Extracted data entries »

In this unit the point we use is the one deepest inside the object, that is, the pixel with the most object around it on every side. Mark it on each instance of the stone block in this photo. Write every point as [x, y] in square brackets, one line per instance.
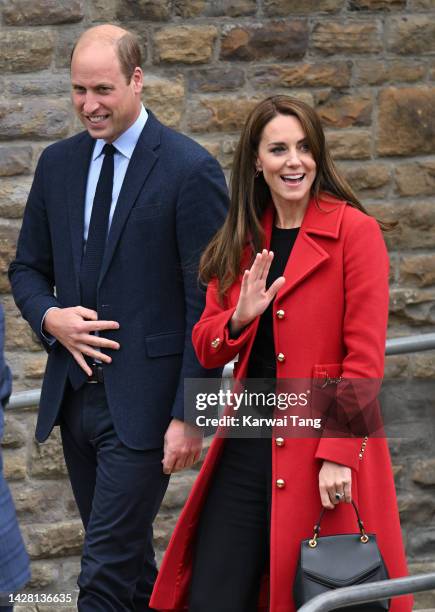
[413, 306]
[44, 541]
[219, 114]
[396, 366]
[423, 472]
[374, 72]
[423, 366]
[406, 117]
[152, 10]
[47, 459]
[421, 5]
[284, 8]
[276, 40]
[8, 245]
[43, 12]
[350, 144]
[43, 575]
[103, 10]
[230, 8]
[184, 44]
[189, 8]
[34, 119]
[15, 464]
[15, 434]
[416, 178]
[216, 79]
[416, 224]
[326, 74]
[372, 178]
[25, 50]
[340, 111]
[422, 541]
[13, 196]
[418, 270]
[377, 5]
[330, 37]
[15, 160]
[411, 35]
[178, 490]
[212, 146]
[165, 97]
[45, 85]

Work to complete » Please reproduce the data above with "stone block" renamed to "brick" and every other part left unchanged, omitting the pictures.

Result »
In this unit the point we use is the one deepest inside the object, that is, the pixel with the most object around it on every side. Mark it on each instance of the brick in this photo. Write every point as [x, y] in square brackets, one line per instance.
[413, 306]
[44, 541]
[219, 114]
[396, 366]
[423, 472]
[374, 72]
[423, 366]
[406, 117]
[152, 10]
[47, 459]
[421, 5]
[284, 8]
[276, 40]
[8, 245]
[43, 12]
[350, 144]
[43, 575]
[103, 10]
[230, 8]
[184, 44]
[189, 8]
[34, 119]
[15, 464]
[15, 434]
[416, 178]
[216, 79]
[416, 224]
[326, 74]
[372, 178]
[25, 50]
[340, 111]
[422, 541]
[13, 196]
[418, 270]
[377, 5]
[330, 37]
[15, 160]
[411, 35]
[178, 490]
[212, 146]
[165, 97]
[45, 85]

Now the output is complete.